--- EXTRAIT DU DOCUMENT ---

L’heure de Travaux dirigés (TD) est payée à hauteur de 41 euros. Or, la présence devant les étudiantes n’est qu’une partie du travail réalisé qui comprend aussi la préparation, la correction, la réponse aux questions, etc. D’après les calculs du ministère, une heure de TD équivaut à 4,2 heures de travail. Ce qui fixe la rémunération à 9,85 euros de l’heure, soit en dessous du Smic horaire. Cette estimation n’est qu’une moyenne qui masque la diversité du temps consacré à ces heures d’enseignement, puisque les contrats ne fixent pas le périmètre de la mission. Autre problème majeur : les vacataires ne sont pas statutairement des employées de l’Université, mais s’apparentent à des prestataires. En conséquence, si le service n’est pas réalisé, il n’y a pas de paiement… Ce qui exclut les congés maladie  !

---

• [VOTRE OBJECTIF]:
Reproduisez tout le passage de l'extrait sur la rémunération des heures de TD, depuis « L’heure de Travaux » jusqu'à « les congés maladie  ! », en substituant « chargées de cours » à « vacataires ». Le matériel qui suit n'a aucun lien avec l'extrait.

--- DONNÉES FOURNIES ---

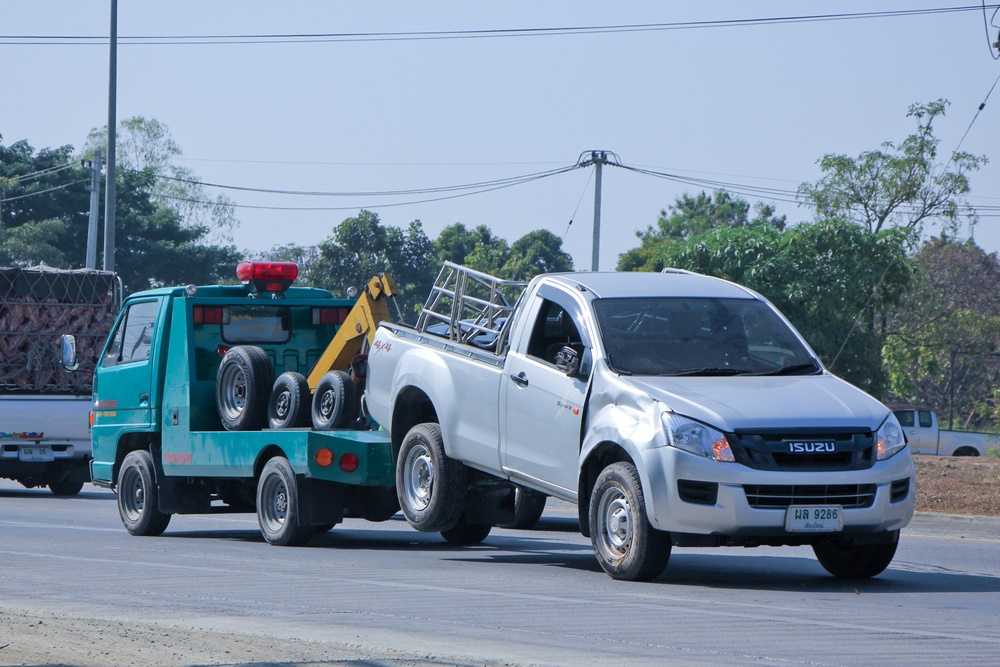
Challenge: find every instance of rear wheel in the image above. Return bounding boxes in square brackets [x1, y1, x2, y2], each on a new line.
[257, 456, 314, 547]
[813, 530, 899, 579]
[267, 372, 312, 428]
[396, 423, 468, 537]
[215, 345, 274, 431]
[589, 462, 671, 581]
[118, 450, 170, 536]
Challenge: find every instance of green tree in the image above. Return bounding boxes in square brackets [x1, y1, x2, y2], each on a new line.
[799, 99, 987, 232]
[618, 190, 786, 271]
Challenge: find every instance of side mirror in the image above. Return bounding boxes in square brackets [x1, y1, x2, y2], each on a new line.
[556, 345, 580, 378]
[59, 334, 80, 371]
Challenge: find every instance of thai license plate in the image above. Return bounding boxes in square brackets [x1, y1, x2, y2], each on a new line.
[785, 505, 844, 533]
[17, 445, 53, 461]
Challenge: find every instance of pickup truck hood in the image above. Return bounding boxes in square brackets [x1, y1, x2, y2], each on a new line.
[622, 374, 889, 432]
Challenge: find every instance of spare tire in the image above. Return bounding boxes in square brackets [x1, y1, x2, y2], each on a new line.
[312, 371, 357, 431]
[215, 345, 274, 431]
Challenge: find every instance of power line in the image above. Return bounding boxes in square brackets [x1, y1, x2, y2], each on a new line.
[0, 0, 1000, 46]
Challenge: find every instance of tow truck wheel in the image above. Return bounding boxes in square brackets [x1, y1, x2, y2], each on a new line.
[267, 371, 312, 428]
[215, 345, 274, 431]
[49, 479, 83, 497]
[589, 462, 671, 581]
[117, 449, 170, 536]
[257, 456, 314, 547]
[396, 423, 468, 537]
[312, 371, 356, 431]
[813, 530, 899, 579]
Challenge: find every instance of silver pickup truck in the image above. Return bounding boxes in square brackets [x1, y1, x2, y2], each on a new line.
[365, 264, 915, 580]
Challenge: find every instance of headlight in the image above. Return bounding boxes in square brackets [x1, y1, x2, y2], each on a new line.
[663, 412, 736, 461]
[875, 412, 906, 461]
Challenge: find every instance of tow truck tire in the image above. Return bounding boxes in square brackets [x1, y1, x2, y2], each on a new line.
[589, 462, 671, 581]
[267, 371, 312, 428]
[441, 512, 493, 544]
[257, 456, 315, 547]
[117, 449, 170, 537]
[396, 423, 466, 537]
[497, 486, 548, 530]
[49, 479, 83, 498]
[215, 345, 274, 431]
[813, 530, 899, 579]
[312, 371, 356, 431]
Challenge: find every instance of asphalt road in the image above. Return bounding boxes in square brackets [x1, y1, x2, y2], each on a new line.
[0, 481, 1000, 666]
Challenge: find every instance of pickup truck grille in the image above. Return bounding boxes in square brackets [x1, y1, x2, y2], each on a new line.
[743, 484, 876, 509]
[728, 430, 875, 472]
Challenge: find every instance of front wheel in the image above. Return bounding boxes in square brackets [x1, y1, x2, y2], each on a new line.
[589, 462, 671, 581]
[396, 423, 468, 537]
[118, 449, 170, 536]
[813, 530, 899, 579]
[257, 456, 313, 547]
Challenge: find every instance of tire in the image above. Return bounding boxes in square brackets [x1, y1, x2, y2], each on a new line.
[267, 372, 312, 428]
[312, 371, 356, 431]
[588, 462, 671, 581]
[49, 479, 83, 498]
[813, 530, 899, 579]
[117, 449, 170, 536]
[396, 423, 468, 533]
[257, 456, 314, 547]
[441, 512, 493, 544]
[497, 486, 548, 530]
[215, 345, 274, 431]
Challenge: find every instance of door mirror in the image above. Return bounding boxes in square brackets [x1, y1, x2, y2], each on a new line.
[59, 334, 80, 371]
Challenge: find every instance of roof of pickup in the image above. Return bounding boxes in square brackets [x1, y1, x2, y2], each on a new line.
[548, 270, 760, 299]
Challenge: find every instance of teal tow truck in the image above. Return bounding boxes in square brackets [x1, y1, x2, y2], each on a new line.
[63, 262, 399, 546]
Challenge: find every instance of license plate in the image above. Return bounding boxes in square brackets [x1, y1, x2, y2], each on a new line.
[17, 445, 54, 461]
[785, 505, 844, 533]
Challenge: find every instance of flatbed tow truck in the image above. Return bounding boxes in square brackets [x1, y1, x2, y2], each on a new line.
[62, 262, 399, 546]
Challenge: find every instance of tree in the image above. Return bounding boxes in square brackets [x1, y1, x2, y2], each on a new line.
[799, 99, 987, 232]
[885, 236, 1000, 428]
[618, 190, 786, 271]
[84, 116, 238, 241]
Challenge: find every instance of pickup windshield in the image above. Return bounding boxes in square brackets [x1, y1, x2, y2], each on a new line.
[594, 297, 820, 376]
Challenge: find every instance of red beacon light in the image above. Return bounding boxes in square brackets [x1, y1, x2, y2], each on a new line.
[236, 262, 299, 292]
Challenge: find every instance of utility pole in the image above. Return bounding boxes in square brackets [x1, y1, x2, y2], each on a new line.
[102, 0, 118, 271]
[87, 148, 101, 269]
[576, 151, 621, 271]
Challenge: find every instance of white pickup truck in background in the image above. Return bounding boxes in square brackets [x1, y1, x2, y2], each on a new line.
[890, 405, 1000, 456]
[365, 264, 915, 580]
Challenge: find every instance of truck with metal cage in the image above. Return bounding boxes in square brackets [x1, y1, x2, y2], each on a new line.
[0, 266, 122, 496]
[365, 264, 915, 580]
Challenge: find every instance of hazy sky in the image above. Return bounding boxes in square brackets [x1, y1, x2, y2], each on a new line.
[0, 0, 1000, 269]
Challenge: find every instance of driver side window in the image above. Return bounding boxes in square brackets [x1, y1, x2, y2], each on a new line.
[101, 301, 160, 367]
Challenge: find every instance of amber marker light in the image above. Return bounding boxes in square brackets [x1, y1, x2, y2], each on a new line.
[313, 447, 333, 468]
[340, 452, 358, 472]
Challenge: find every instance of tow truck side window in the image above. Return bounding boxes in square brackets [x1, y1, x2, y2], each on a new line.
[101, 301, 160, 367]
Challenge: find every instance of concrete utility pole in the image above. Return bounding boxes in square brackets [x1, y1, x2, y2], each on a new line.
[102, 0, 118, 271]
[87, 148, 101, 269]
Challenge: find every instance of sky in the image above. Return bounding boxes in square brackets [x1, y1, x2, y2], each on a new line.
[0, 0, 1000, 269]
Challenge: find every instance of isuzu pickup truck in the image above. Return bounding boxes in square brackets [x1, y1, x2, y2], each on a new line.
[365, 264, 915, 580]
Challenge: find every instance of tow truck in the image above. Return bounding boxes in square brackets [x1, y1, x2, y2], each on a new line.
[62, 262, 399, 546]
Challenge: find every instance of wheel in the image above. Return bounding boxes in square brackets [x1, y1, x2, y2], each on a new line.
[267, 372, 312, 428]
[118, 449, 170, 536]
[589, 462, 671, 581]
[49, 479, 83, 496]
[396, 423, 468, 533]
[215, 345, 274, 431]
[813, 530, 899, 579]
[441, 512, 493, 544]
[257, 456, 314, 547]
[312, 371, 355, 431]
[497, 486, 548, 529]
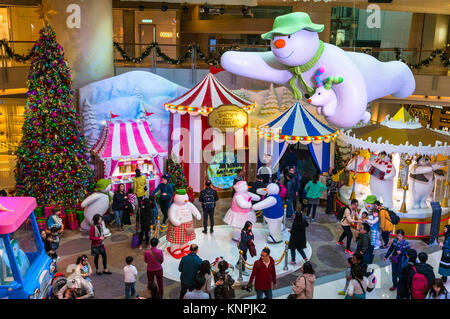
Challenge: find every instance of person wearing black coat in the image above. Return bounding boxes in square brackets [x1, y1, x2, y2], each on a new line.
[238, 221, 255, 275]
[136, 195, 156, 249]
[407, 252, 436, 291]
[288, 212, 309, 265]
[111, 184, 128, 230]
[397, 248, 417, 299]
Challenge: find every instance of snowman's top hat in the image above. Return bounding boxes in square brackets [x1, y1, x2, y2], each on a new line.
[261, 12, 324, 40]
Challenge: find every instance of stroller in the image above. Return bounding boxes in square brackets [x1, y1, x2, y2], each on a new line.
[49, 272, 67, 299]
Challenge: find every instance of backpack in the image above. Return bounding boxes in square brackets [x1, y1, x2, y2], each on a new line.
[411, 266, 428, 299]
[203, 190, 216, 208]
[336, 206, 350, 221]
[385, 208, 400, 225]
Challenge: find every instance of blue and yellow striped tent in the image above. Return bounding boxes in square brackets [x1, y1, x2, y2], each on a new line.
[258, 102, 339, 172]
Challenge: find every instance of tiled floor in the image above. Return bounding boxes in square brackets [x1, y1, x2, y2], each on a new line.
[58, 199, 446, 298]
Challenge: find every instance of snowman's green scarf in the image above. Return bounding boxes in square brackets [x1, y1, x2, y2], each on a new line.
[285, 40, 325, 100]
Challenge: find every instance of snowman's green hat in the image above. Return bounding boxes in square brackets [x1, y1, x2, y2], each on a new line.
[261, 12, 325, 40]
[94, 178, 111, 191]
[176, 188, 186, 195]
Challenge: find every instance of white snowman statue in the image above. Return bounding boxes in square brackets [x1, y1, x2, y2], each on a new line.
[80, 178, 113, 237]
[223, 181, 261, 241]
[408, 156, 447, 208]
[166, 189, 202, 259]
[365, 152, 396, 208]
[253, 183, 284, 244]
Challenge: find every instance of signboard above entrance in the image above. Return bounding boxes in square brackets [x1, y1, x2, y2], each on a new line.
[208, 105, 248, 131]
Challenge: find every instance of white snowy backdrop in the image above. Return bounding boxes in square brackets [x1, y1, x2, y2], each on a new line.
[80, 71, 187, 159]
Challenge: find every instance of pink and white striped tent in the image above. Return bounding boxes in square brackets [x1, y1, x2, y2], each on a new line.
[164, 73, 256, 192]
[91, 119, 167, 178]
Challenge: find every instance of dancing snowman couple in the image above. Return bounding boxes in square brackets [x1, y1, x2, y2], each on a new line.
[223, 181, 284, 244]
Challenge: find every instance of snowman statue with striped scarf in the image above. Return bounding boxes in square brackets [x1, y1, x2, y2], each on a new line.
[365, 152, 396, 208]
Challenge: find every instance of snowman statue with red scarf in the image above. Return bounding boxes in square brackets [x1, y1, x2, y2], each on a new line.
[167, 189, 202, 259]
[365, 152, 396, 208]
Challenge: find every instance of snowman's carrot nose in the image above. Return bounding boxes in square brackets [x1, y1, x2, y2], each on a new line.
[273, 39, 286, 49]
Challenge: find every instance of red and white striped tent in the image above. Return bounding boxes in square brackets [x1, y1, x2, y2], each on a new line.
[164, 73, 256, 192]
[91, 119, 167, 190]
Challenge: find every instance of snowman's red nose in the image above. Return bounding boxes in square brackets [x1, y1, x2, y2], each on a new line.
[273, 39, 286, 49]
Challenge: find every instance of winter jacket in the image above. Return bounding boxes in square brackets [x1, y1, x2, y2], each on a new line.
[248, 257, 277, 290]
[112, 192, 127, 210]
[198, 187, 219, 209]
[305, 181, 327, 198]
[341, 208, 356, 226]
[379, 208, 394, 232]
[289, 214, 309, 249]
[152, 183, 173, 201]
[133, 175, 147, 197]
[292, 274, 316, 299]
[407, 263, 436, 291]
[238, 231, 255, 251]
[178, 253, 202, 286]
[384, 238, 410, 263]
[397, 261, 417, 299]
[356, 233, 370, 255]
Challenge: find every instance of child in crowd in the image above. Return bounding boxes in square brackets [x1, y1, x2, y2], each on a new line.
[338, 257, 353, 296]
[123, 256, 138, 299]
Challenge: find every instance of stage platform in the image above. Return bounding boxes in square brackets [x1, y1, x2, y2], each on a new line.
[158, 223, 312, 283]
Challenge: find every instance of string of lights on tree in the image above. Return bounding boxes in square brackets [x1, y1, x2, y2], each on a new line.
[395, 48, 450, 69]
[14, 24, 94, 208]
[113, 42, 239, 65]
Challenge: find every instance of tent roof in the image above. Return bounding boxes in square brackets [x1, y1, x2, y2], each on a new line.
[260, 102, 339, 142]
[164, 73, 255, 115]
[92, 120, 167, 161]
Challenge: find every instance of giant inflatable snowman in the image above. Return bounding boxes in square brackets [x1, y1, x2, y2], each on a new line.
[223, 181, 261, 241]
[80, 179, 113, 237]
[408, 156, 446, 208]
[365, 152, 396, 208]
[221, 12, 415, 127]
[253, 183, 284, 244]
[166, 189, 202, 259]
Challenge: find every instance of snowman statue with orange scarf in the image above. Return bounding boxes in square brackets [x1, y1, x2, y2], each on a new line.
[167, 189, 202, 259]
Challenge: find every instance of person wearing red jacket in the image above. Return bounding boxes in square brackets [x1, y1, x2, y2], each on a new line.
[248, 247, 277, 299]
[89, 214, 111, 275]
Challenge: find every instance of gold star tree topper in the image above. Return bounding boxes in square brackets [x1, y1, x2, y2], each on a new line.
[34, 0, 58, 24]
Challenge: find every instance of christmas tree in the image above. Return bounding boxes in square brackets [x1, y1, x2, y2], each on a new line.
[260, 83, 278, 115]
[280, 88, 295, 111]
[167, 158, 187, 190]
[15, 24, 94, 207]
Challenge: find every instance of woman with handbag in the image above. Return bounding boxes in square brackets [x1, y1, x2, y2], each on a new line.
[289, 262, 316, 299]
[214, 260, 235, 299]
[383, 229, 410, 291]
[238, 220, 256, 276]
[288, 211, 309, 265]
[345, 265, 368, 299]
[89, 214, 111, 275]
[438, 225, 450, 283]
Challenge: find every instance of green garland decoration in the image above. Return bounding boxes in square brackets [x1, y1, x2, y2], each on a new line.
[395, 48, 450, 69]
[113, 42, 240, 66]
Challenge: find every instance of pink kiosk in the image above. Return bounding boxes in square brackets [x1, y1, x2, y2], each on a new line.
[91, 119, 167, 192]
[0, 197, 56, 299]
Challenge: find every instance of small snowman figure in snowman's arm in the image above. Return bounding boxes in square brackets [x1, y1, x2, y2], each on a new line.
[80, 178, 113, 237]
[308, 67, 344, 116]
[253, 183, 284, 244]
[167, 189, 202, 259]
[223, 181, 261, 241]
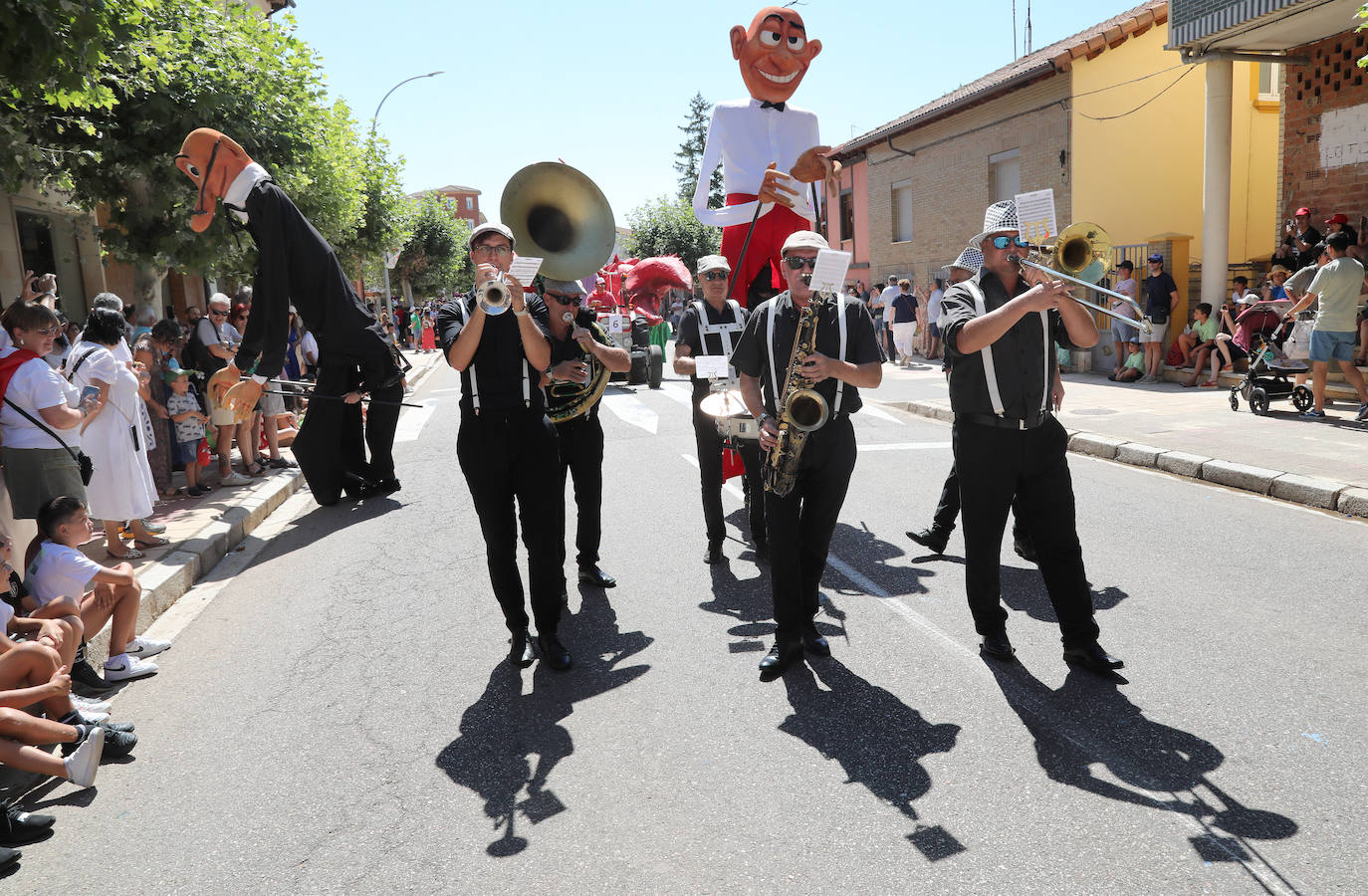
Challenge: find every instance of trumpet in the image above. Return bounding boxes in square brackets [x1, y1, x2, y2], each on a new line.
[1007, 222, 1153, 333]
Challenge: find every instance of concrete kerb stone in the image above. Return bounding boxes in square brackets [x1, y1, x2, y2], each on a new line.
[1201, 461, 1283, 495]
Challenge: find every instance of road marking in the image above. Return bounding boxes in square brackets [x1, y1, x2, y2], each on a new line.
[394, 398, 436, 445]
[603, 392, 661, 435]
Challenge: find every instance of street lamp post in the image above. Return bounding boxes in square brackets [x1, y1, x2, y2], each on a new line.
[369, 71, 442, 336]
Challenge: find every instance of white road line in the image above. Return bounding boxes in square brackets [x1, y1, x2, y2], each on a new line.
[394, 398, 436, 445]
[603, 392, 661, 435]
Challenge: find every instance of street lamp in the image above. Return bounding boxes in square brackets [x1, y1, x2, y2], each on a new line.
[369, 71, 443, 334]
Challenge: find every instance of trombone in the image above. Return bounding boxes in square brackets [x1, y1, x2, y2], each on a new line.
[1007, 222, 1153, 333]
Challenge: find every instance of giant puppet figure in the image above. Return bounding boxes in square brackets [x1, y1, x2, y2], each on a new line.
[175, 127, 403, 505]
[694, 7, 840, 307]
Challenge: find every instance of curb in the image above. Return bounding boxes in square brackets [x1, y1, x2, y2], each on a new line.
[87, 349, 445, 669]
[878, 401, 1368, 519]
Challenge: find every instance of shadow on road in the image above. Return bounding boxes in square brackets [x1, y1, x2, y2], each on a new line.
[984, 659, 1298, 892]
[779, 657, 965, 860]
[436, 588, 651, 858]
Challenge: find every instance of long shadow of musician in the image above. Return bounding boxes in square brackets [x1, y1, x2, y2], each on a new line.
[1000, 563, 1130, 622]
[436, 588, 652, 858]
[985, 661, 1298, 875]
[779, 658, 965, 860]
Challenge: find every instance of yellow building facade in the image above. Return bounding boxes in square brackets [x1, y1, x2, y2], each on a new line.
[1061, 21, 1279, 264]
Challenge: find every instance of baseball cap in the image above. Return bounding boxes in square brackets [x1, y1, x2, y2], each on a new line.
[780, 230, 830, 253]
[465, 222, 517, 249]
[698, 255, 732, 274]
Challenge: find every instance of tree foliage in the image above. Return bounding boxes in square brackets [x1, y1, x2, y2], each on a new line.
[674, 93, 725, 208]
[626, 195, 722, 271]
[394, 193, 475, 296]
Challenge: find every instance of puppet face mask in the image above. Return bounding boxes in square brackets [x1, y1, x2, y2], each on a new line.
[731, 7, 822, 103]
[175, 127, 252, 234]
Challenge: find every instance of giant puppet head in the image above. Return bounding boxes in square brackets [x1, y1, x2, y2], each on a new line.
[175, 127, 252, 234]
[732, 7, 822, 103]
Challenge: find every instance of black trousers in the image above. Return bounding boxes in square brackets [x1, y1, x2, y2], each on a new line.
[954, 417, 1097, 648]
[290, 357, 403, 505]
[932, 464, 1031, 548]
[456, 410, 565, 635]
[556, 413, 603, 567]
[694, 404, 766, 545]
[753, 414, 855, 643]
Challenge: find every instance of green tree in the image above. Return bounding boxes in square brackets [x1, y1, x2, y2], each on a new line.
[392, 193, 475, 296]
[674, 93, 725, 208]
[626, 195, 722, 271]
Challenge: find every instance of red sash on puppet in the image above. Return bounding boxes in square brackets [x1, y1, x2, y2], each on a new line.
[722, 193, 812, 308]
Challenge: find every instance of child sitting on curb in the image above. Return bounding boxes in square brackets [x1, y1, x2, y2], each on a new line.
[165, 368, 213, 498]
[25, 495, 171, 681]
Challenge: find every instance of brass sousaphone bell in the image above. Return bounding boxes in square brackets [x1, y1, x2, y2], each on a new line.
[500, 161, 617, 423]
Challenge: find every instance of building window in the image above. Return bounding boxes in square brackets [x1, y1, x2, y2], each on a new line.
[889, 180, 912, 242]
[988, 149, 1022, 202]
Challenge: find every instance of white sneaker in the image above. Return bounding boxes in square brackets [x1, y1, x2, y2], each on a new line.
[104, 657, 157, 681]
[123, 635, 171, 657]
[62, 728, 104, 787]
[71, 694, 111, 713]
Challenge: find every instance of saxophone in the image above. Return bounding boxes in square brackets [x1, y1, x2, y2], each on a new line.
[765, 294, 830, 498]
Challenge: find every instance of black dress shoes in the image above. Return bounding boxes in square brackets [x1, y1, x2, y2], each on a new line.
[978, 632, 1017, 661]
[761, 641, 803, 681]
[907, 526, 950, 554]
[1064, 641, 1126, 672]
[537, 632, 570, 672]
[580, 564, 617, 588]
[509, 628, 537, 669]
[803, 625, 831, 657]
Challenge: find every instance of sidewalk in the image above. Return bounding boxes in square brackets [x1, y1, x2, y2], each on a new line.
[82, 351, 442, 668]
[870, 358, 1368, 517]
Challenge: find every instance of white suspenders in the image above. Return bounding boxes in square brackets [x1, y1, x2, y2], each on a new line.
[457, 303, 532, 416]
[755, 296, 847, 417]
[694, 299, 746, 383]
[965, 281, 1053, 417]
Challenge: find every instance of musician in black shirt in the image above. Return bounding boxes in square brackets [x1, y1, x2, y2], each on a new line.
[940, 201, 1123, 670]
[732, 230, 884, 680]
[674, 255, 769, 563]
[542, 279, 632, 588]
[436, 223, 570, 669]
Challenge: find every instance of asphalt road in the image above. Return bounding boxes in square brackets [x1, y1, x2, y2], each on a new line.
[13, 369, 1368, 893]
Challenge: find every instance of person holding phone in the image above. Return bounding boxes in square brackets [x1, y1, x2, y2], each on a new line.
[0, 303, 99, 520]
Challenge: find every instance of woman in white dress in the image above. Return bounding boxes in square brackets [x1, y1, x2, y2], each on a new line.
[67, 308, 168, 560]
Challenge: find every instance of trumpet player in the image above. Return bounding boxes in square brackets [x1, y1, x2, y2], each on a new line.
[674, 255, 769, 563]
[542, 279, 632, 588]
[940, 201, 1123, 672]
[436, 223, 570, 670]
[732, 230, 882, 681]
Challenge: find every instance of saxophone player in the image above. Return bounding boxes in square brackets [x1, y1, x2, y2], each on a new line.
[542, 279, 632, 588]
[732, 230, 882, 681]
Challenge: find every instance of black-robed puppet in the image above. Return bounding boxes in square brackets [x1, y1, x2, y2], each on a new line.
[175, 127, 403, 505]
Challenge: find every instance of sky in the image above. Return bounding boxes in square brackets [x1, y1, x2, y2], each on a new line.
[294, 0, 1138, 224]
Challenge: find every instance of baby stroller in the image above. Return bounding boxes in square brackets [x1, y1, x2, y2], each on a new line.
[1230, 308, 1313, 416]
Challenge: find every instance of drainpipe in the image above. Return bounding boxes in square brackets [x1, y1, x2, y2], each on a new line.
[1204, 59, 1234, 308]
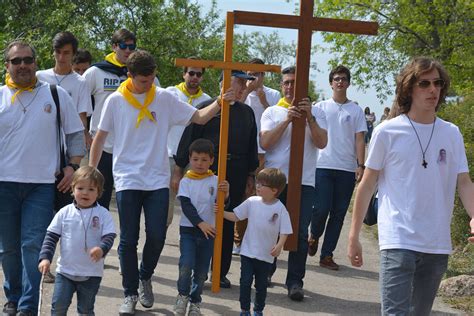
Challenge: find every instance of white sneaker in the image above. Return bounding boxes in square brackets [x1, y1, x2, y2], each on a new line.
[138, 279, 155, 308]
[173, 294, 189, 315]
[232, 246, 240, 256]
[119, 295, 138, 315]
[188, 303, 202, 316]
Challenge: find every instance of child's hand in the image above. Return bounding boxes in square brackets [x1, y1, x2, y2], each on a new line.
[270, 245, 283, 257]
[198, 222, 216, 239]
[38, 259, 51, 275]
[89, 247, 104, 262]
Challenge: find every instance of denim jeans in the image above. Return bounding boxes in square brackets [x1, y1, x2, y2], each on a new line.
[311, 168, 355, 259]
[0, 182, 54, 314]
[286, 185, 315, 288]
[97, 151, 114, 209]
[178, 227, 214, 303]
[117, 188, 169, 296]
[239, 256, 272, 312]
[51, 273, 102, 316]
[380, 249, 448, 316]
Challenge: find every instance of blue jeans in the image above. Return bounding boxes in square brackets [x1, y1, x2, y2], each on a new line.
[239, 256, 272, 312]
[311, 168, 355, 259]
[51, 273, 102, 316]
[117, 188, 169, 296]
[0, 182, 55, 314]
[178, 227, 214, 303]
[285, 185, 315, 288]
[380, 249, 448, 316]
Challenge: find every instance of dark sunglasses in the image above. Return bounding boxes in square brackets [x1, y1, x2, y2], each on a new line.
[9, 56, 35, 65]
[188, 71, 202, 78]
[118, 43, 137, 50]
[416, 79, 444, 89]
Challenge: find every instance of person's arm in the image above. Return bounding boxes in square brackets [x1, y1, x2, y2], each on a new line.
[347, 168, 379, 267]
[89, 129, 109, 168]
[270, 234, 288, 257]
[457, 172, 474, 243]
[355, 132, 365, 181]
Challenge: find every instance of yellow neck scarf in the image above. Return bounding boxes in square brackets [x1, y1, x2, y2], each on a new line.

---

• [RÉPONSE À LA CONSIGNE]:
L’heure de Travaux dirigés (TD) est payée à hauteur de 41 euros. Or, la présence devant les étudiantes n’est qu’une partie du travail réalisé qui comprend aussi la préparation, la correction, la réponse aux questions, etc. D’après les calculs du ministère, une heure de TD équivaut à 4,2 heures de travail. Ce qui fixe la rémunération à 9,85 euros de l’heure, soit en dessous du Smic horaire. Cette estimation n’est qu’une moyenne qui masque la diversité du temps consacré à ces heures d’enseignement, puisque les contrats ne fixent pas le périmètre de la mission. Autre problème majeur : les chargées de cours ne sont pas statutairement des employées de l’Université, mais s’apparentent à des prestataires. En conséquence, si le service n’est pas réalisé, il n’y a pas de paiement… Ce qui exclut les congés maladie  !